* TASK 1: Change "tribe" to "clan" in the text on the Khasas, and write out that part again, starting from the words "Khasas (Devanāgarī: खश;" and stopping after "of northern Pakistan.".

* TEXT SHOWN:
Khasas (Devanāgarī: खश; ) were an ancient Indo-Aryan tribe and a late Janapada kingdom from Himalayan regions of northern Indian subcontinent mentioned in the various historical Indian inscriptions and ancient Indian Hindu and Tibetan literatures. European sources described the Khasa tribe living in the Northwest Himalayas and the Roman geographer Pliny The Elder specifically described them as "Indian people". They were reported to have lived around Gandhara, Trigarta and Madra Kingdom as per the Mahabharata. 

People of this tribe includes Khas people of medieval Western Nepal, medieval Indian regions of Garhwal and Kumaon, the Kanets of Kangra, Himachal and Garhwal, the Khasa of Jaunsar-Bawar as well as Khakha Rajputs and Bomba clans of Kashmir and different part of northern Pakistan.

Names and variants
The original spelling for the name in Sanskrit literature is Khaśa (Sanskrit: खश) while variants of name also used are Khasa (खस), Khaṣa (खष) and Khaśīra (खशीर).

Indian sources

Pre-historic literature

As per the research conducted by political scientist Sudama Misra, the Khasa Janapada was a late Janapada (around 1100-500 BCE) under the broad division of Parvata-shrayin Āryāvarta (Himalayan Āryāvarta) of the ancient Indian Iron Age. 

The Manusmṛiti mentions the Khaśa as Kṣatriya-s formerly, due to omission of the sacred-rites and neglect of Brāhmaṇā-s.

शनकैस्तु क्रियालोपादिमाः क्षत्रियजातयः ।

वृषलत्वं गता लोके ब्राह्मणादर्शनेन च ॥ ४३ ॥
But by the omission of the sacred rites, and also by their neglect of Brāhmaṇas, the following Kṣatriya castes have gradually sunk to the position of the low-born.—(43)

पौण्ड्रकाश्चौड्रद्रविडाः काम्बोजा यवनाः शकाः ।

पारदापह्लवाश्चीनाः किराता दरदाः खशाः ॥ ४४ ॥
The Puṇḍrakas, the Coḍas, the Draviḍas, the Kāmbojas, the Yavanas, the Śākas, the Pāradas, the Pahlavas, the Cīnas, the Kirātas, the Daradas and the Khaśas.—(44)

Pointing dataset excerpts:
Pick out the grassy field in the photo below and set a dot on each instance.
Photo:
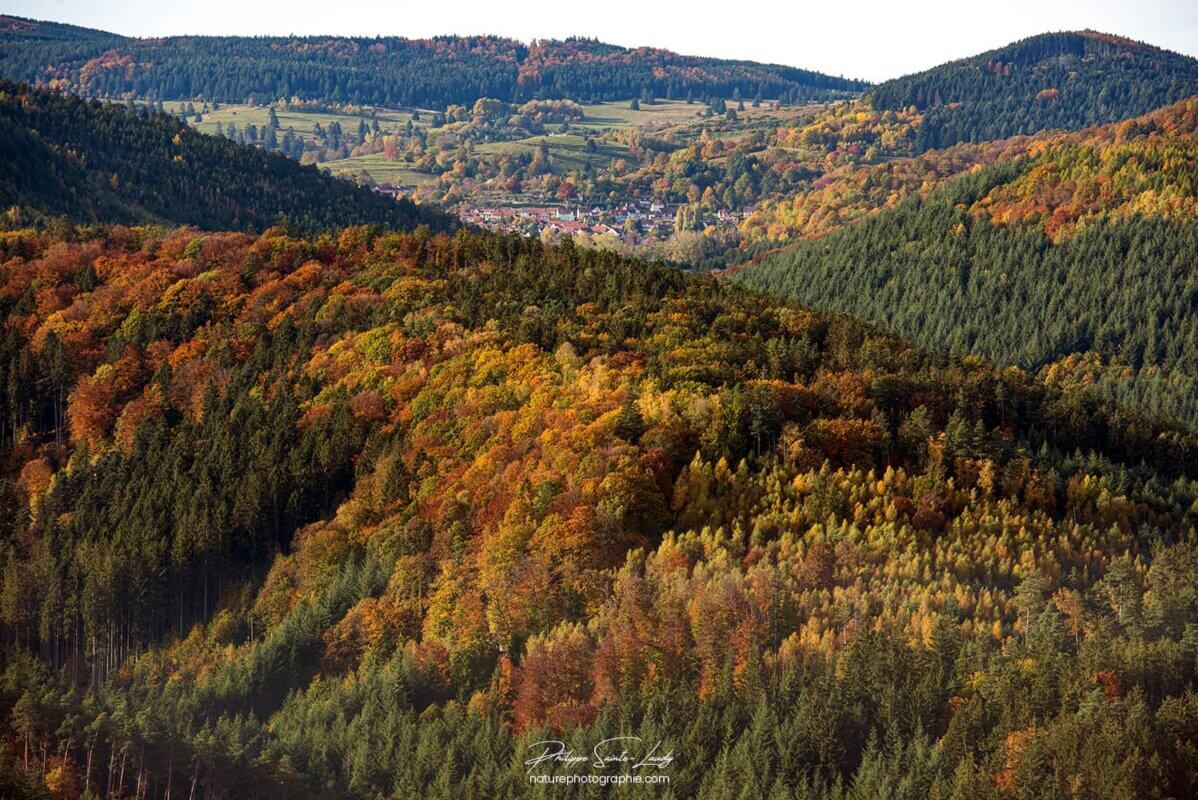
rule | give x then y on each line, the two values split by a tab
566	150
302	121
618	115
379	169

* TASK 2: Quote every line of the pointing dataset entries above word for word, without the pictures.

* WRITTEN REPLY 1:
Khasas (Devanāgarī: खश; ) were an ancient Indo-Aryan clan and a late Janapada kingdom from Himalayan regions of northern Indian subcontinent mentioned in the various historical Indian inscriptions and ancient Indian Hindu and Tibetan literatures. European sources described the Khasa clan living in the Northwest Himalayas and the Roman geographer Pliny The Elder specifically described them as "Indian people". They were reported to have lived around Gandhara, Trigarta and Madra Kingdom as per the Mahabharata. 

People of this clan includes Khas people of medieval Western Nepal, medieval Indian regions of Garhwal and Kumaon, the Kanets of Kangra, Himachal and Garhwal, the Khasa of Jaunsar-Bawar as well as Khakha Rajputs and Bomba clans of Kashmir and different part of northern Pakistan.

* WRITTEN REPLY 2:
Pick out the grassy field in the photo below and set a dot on each instance.
Photo:
rule | give x then y on each line, the two values split by a tab
566	150
302	121
618	115
379	169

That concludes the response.